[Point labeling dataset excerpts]
★ ★ ★ ★ ★

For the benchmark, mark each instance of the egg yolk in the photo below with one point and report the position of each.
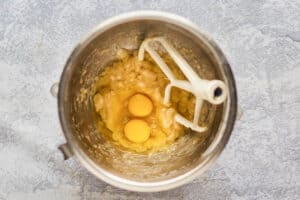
(137, 130)
(140, 105)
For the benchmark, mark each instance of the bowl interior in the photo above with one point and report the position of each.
(99, 50)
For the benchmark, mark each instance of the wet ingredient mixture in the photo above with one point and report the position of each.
(129, 104)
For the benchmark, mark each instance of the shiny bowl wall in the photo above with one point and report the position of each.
(190, 155)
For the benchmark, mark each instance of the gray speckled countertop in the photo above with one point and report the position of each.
(261, 39)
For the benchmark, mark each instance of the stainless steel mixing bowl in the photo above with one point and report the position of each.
(183, 161)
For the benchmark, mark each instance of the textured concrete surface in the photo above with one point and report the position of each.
(261, 39)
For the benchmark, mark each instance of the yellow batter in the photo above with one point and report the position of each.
(129, 101)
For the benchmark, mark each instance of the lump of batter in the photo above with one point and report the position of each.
(129, 102)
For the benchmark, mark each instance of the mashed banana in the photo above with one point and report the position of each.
(129, 103)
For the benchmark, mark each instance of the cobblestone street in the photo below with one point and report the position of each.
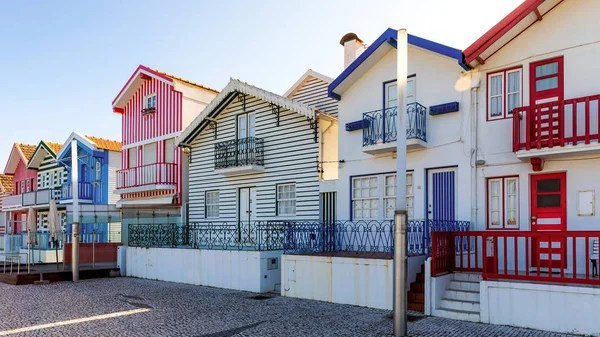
(152, 308)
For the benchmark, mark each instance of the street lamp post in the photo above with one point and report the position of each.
(400, 216)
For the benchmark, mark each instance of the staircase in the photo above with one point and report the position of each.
(416, 295)
(461, 298)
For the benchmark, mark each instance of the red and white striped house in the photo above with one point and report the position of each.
(155, 108)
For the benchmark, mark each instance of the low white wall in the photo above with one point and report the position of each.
(240, 270)
(565, 309)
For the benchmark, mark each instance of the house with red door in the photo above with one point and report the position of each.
(535, 102)
(155, 108)
(24, 180)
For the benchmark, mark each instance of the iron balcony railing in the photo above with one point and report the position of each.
(368, 238)
(239, 152)
(150, 174)
(380, 126)
(217, 235)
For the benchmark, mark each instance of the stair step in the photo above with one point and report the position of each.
(467, 306)
(458, 314)
(464, 285)
(462, 295)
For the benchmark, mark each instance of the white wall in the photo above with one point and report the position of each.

★ ★ ★ ★ ★

» Exercise:
Update every entry above by changing "report the position of each" to "give the coordinates of each" and leaving all other text as it is. Leave the pictures out of your output.

» Reply:
For the benchmark, mark each instance of the egg yolk in the photo below with one point and give the coordinates of each.
(137, 130)
(140, 105)
For the benchmark, mark each instance of the bowl interior in the photo above with one point and give the coordinates of each.
(99, 50)
For the benchmark, mark each instance of the wet ingredient mixture in the photo above with one point and give the coordinates of each.
(129, 104)
For the benchmark, mark each instance of the shiny bowl wall in the photo above with one point and give the coordinates of each.
(190, 155)
For the benchmark, mark each instance of the gray speckled countertop in the photo above with one point and give the coordinates of each.
(261, 39)
For the benchmark, mark each instance of the stainless steel mixing bowl in the photo above with one point and give the coordinates of each.
(183, 161)
For the benchmark, mark each instance of the textured concrete surface in the photo above with one point and give the coordinates of each.
(261, 39)
For the benchmark, mark each instance of the yellow batter in the photo above with one point and give the coordinates of each.
(129, 101)
For the benchmark, mark each instance of the lump of batter in the photo above with one point and give the coordinates of each.
(129, 102)
For the benchmark, mark each instance of the mashed banana in the photo above with one point and give the coordinates of each.
(129, 103)
For the benchmark, mark each instance of the cobblestone street in the photo below with one point and give the coordinates of each.
(152, 308)
For the benchmark, mark each instance of the street lamp post in the photo above with one point and give the coordinates of each.
(400, 216)
For the benchmark, mark each instance of the staircase in the photo above with one point and give the coordinates of each.
(416, 295)
(461, 298)
For the benchmark, mark each instance of the red and white striped house in the photo above with one point and give the coordinates of each.
(155, 108)
For the benchmark, mark each instance of the low white wall in the photo above with one point and give the coordinates of each.
(240, 270)
(565, 309)
For the benchmark, mark each instance of the house with red door in the photo above with one point and give the coordinates of each.
(535, 102)
(155, 108)
(24, 180)
For the benchmark, mark each instance of the iron balcony railing in the photo above with one point and give the coordinates of each.
(368, 238)
(239, 152)
(150, 174)
(380, 126)
(217, 235)
For the benchmark, mark each instance of the stair step in the photo above with one point and give the coordinates of each.
(467, 306)
(458, 314)
(464, 285)
(462, 295)
For the benchmark, mark each instance of the white wall in the photo above with one point and give the coordinates of each.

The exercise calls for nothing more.